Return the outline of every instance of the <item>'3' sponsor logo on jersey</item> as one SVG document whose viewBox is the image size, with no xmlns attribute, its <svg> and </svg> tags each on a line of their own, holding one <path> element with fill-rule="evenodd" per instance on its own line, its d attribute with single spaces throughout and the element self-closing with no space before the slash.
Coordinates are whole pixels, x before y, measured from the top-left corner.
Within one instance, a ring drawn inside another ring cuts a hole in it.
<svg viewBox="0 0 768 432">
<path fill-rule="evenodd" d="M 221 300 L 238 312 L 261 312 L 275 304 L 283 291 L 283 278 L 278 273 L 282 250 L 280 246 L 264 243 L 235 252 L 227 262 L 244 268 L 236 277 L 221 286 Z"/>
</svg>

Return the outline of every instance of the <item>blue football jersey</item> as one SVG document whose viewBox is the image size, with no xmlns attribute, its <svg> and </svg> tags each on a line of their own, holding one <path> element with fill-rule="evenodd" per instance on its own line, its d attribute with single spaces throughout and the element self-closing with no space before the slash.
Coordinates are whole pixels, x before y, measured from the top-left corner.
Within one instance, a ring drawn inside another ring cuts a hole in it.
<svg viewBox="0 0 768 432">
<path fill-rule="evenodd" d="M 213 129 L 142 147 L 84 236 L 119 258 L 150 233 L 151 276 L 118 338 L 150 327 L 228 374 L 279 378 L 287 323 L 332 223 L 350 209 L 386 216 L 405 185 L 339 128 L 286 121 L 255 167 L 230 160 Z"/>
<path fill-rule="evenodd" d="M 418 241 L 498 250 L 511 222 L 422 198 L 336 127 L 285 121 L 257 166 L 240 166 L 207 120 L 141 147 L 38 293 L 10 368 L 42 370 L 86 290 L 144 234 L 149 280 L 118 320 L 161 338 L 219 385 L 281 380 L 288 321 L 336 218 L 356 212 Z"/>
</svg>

...

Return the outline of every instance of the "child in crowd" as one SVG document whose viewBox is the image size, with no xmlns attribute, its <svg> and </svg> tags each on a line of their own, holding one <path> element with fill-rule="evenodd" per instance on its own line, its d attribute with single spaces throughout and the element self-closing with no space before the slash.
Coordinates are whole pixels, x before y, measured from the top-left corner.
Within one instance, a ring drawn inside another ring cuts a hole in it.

Work required: Could you convert the data into a Markdown table with the columns "Row" and "Data line", one row per line and blank lines skipped, beginning at the line that contains "Return the outline of every instance of the <item>'3'" and stopping after the line that contains "221 300 L 238"?

Solution:
| Row | Data line |
|---|---|
| 1 | Return the outline of every instance of the <item>'3' sponsor logo on jersey</item> as one SVG document whose viewBox is the image size, with no xmlns attribute, its <svg> and </svg> tags each on a line of their own, holding one <path> element with fill-rule="evenodd" per instance on its own line, its d attribute with single spaces throughout and the element self-closing with no space before the slash. |
| 2 | Coordinates are whole pixels, x before y, measured from the top-left corner. |
| 3 | Within one instance, a ring drawn inside another ring cuts a hole in it. |
| 4 | <svg viewBox="0 0 768 432"> |
| 5 | <path fill-rule="evenodd" d="M 221 300 L 238 312 L 261 312 L 275 304 L 283 291 L 283 278 L 278 273 L 282 250 L 280 246 L 264 243 L 235 252 L 227 262 L 244 268 L 236 277 L 221 286 Z"/> |